_TASK_
"pixel 491 103." appears in one line; retype that line and all lines following it through the end of the records, with nothing left out or added.

_DATA FOR REVIEW_
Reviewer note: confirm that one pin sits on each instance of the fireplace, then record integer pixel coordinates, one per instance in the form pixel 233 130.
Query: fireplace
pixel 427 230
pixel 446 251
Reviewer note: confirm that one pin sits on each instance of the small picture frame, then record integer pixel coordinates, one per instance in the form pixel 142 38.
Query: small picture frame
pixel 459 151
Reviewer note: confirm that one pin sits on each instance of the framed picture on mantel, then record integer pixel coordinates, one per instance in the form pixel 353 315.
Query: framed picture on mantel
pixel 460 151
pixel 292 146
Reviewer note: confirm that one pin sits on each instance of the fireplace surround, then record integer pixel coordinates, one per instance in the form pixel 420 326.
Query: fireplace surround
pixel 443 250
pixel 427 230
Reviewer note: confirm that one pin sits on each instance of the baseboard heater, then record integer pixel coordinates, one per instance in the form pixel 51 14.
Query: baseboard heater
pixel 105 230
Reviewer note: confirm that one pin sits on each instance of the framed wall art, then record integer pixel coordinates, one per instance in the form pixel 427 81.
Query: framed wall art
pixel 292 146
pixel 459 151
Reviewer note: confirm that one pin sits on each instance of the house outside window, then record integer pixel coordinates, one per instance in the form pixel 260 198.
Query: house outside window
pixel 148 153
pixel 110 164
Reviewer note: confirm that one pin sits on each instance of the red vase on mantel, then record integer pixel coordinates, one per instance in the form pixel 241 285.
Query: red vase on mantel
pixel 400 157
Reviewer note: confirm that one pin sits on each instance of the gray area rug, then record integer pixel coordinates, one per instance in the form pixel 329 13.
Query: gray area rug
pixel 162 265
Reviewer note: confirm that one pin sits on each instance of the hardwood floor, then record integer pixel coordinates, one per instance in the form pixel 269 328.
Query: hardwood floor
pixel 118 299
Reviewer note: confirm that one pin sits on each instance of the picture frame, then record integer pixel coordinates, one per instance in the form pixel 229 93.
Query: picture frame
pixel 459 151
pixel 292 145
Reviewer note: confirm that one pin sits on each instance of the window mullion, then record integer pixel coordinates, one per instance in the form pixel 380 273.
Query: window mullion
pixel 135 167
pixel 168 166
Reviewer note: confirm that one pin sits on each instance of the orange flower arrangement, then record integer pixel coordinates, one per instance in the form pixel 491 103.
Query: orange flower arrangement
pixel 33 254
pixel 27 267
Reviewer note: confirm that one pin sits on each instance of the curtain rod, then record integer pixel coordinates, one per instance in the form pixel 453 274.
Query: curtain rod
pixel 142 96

_WORKED SOLUTION_
Reviewer note: confirm that one pin sits on each instance of the orange flower arrangement, then record integer pixel coordinates, one per instance in the form pixel 491 103.
Query: orange flower arrangement
pixel 33 254
pixel 27 267
Reviewer note: confirm that one pin sits on each instance of the curtain rod, then record integer pixel coordinates, one per instance in the form pixel 453 274.
Query: curtain rod
pixel 142 96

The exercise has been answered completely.